Exercise data:
# # # # # # #

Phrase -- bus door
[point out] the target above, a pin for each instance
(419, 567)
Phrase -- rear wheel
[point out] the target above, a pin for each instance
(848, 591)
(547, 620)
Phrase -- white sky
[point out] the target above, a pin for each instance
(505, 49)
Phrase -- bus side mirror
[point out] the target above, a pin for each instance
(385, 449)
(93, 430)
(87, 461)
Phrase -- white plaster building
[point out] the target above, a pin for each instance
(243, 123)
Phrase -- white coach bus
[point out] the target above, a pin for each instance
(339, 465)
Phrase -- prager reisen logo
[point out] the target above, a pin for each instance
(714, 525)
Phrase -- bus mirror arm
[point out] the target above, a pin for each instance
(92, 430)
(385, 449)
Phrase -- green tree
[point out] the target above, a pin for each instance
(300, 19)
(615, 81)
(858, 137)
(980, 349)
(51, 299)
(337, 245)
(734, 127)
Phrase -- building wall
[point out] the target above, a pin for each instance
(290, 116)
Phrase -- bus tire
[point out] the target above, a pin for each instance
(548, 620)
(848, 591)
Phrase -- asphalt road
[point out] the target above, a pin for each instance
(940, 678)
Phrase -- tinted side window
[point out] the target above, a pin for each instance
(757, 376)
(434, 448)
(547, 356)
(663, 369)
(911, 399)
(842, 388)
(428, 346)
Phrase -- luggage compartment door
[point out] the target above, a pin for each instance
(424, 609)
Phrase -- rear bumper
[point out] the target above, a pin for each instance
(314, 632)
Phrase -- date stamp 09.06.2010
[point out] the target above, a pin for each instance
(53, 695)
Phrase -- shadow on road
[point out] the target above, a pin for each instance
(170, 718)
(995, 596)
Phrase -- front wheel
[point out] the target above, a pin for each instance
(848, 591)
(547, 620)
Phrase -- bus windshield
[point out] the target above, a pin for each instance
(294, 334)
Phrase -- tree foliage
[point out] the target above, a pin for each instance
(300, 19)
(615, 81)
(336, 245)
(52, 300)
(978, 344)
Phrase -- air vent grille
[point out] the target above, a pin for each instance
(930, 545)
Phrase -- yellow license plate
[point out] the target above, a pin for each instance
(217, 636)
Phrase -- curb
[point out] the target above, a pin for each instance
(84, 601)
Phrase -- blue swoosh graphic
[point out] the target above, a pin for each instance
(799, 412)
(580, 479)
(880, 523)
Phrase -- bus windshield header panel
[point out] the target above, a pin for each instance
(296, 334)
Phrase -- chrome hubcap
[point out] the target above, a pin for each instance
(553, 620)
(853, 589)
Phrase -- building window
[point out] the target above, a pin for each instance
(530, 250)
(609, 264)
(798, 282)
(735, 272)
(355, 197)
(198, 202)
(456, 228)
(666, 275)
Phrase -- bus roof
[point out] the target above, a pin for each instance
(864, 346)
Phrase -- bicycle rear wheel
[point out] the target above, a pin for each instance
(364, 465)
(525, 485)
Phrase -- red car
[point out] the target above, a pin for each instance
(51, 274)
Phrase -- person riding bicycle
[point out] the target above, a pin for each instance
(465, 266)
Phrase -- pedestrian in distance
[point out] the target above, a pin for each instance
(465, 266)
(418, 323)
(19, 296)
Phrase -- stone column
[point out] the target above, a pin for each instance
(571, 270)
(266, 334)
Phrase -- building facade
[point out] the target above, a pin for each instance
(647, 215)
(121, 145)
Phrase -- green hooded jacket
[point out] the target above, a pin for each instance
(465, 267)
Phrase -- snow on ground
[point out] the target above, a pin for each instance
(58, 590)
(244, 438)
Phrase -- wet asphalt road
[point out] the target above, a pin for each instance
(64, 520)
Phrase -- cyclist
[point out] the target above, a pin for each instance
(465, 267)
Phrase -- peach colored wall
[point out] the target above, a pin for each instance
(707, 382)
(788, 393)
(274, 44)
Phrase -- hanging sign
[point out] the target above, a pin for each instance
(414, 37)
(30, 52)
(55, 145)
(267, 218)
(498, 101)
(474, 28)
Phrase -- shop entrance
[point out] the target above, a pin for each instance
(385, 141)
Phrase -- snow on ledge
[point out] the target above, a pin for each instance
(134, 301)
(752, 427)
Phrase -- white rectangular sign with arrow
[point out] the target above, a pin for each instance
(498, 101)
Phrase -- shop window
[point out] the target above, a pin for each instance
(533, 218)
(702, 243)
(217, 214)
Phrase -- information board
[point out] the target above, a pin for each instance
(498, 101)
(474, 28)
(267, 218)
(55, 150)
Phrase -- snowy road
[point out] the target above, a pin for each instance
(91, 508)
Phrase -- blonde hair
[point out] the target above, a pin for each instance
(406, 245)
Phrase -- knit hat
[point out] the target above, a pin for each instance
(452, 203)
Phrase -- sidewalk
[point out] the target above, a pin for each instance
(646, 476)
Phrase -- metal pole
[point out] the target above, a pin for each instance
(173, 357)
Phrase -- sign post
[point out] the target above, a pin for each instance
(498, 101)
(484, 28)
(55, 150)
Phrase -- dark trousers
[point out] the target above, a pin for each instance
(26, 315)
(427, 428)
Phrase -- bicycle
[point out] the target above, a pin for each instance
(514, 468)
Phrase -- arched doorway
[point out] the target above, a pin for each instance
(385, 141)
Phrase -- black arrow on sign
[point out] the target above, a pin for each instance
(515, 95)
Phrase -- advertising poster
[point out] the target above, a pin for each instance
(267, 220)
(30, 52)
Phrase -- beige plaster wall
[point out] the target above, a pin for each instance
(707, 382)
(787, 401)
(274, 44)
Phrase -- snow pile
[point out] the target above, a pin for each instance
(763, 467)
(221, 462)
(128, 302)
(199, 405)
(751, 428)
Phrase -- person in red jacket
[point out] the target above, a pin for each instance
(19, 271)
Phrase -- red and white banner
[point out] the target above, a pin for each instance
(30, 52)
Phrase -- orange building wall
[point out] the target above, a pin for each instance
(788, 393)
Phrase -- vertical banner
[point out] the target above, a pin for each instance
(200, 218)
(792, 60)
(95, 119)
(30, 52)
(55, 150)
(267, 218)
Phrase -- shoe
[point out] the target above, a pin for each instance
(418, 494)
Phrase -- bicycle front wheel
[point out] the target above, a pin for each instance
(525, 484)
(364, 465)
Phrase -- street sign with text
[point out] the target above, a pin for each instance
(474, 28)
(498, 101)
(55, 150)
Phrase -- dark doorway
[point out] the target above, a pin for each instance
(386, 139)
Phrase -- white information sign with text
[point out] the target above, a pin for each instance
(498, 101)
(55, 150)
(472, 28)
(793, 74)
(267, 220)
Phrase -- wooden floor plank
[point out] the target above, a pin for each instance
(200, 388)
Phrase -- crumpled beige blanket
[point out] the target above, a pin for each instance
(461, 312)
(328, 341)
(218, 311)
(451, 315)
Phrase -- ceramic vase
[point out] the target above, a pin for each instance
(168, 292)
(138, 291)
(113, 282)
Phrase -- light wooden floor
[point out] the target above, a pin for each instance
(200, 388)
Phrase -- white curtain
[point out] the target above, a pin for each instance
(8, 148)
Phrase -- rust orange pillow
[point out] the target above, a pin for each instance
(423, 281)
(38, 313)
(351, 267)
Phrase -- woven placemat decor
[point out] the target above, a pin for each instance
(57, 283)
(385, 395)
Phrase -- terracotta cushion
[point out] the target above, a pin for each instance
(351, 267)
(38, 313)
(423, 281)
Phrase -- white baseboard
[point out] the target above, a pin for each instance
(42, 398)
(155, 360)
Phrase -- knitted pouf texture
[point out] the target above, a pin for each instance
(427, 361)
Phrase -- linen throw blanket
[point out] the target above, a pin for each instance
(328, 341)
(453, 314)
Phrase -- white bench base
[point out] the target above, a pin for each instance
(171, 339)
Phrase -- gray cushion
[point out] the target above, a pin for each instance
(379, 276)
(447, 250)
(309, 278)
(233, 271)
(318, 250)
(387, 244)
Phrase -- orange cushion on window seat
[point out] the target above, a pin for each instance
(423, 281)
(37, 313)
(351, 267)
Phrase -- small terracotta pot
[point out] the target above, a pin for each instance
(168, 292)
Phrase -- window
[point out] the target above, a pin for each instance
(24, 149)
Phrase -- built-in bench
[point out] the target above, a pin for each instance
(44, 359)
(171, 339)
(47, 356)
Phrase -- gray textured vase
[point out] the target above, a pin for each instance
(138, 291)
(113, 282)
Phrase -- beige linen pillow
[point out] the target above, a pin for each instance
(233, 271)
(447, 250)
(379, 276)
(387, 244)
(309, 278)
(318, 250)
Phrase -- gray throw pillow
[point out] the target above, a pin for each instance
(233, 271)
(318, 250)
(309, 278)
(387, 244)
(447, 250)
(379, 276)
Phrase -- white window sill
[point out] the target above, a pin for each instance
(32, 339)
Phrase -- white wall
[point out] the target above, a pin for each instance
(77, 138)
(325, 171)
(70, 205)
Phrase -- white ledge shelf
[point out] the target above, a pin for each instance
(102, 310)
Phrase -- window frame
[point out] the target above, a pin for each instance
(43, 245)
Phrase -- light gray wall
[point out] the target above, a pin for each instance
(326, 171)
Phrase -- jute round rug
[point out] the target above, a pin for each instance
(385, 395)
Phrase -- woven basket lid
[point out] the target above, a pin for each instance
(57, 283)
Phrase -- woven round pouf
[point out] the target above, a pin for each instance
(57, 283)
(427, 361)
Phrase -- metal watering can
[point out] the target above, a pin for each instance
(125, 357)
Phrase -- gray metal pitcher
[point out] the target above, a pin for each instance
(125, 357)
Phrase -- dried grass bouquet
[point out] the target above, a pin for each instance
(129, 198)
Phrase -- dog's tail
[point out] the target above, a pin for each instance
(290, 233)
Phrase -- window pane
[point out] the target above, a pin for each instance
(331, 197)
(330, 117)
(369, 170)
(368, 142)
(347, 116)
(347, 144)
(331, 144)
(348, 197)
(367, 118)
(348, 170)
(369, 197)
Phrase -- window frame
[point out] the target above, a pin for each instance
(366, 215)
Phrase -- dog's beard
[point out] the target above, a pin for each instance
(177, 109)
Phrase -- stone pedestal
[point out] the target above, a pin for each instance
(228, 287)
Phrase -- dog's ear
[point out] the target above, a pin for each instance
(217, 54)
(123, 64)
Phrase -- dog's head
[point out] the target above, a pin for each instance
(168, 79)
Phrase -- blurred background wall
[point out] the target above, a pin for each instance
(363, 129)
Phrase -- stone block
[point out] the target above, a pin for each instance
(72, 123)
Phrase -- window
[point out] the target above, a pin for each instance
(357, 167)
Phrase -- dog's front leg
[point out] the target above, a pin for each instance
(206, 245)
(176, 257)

# # # # # # #

What is asked: Copy everything from the line containing "Phrase -- blurred background wall" down to the end of the data, request lines included, and raise every number in the answer points by 73.

Exercise answer:
Phrase -- blurred background wall
[point out] the target above, a pin for each instance
(436, 202)
Phrase -- stone block
[point out] the target above, a pin for each instance
(145, 196)
Phrase -- window
[point out] the target above, a pin for each instance
(430, 240)
Phrase -- dog's front leg
[point out] the target above, a pin for each instance
(279, 318)
(249, 330)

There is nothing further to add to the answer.